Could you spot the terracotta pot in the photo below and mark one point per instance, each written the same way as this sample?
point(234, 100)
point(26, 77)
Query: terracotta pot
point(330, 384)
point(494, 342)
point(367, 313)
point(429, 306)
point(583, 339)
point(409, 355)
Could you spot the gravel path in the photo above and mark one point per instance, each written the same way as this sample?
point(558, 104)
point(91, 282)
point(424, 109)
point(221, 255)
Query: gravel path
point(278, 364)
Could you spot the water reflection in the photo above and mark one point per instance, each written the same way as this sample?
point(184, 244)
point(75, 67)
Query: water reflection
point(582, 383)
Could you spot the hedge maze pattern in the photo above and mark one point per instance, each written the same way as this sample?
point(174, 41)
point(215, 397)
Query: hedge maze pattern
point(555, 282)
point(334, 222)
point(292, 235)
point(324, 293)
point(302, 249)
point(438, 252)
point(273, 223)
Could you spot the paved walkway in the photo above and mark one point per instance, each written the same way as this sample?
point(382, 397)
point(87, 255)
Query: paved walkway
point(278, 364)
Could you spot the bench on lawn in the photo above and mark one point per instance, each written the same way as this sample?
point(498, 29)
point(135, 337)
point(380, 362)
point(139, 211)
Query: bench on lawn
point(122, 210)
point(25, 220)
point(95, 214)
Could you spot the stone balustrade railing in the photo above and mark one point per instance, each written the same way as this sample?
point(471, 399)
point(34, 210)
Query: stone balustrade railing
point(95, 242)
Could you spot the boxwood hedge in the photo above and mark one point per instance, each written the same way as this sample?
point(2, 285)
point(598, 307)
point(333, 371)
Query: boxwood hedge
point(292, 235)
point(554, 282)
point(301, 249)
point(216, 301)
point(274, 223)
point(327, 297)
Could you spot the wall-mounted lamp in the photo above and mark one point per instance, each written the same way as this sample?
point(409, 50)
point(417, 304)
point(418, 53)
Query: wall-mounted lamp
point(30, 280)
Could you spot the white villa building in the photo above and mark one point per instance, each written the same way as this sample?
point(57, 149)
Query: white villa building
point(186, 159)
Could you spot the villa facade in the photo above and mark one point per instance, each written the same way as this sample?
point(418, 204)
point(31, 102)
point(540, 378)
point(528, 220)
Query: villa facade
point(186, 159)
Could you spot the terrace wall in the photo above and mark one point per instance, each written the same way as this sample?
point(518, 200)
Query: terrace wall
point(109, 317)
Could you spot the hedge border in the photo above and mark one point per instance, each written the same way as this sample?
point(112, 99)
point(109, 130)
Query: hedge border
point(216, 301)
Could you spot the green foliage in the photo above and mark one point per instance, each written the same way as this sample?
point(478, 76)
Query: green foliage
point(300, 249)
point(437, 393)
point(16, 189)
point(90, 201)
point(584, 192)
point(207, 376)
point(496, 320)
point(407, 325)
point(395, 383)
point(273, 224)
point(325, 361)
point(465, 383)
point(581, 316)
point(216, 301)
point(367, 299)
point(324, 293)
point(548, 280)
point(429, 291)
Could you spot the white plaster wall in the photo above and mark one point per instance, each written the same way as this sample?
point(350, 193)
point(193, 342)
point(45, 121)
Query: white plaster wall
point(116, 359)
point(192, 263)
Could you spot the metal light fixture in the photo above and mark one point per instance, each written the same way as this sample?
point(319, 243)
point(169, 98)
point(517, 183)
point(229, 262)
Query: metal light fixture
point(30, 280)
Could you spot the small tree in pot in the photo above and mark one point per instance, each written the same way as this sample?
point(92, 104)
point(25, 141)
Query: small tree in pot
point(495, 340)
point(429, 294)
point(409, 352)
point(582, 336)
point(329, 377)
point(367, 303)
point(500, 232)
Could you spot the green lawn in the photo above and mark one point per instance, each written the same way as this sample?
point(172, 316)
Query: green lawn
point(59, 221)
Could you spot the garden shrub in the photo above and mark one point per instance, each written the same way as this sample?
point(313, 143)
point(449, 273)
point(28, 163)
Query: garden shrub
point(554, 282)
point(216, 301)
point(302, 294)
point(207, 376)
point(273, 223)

★ ★ ★ ★ ★ ★ ★

Action item: The answer must consist solely of the lines from the first line of the data to the line holding "point(26, 77)", each given again exactly.

Final answer:
Could you spot the terracotta pot in the photo below and mark one point per instance, each written the same way as this sample?
point(234, 100)
point(26, 77)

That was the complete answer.